┌──
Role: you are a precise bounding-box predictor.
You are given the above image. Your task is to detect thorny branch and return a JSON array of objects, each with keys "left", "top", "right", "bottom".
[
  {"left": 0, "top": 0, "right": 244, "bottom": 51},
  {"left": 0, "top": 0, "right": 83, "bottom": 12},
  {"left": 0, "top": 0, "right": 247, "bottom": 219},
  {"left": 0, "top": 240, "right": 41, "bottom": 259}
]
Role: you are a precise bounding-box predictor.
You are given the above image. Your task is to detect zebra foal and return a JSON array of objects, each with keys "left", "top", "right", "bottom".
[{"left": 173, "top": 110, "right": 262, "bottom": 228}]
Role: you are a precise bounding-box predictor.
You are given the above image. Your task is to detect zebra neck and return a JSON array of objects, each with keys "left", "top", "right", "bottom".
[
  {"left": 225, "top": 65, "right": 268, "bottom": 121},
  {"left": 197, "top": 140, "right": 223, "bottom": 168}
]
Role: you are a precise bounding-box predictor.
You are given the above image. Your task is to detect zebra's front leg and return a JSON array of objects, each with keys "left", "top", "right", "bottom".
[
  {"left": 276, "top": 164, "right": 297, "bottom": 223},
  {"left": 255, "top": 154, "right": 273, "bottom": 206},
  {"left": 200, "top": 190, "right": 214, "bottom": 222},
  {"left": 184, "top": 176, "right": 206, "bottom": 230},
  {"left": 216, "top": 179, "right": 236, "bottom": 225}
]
└──
§ WHAT YOU WILL DO:
Nothing is to be left out; reproduce each record exactly.

§ ANSWER BELOW:
Role: you are a precise bounding-box predictor.
You are given the above image. Your task is to detect thorny branch and return a JSON array of objects, each with keys "left", "top", "right", "bottom".
[
  {"left": 0, "top": 0, "right": 244, "bottom": 51},
  {"left": 0, "top": 0, "right": 83, "bottom": 12},
  {"left": 0, "top": 0, "right": 247, "bottom": 219},
  {"left": 0, "top": 240, "right": 41, "bottom": 259}
]
Role: you are a precise bounding-box predictor.
You are given the above image. Your task is to detect zebra foal and return a JSON array of objects, each with keys "left", "top", "right", "bottom".
[{"left": 173, "top": 110, "right": 262, "bottom": 228}]
Role: you are a precise bounding-box predictor.
You are given the above image. Your task is to detect zebra neck and return a JSON array of objects, each with keys "left", "top", "right", "bottom".
[
  {"left": 225, "top": 65, "right": 268, "bottom": 121},
  {"left": 197, "top": 140, "right": 223, "bottom": 168}
]
Role: you are a precise bounding-box predictor.
You are given the above image. Your task is to detect zebra's front leg and return a JSON array of objects, each with keys "left", "top", "right", "bottom".
[
  {"left": 276, "top": 164, "right": 297, "bottom": 223},
  {"left": 255, "top": 154, "right": 273, "bottom": 206},
  {"left": 200, "top": 190, "right": 214, "bottom": 222},
  {"left": 184, "top": 176, "right": 206, "bottom": 230},
  {"left": 216, "top": 179, "right": 236, "bottom": 225}
]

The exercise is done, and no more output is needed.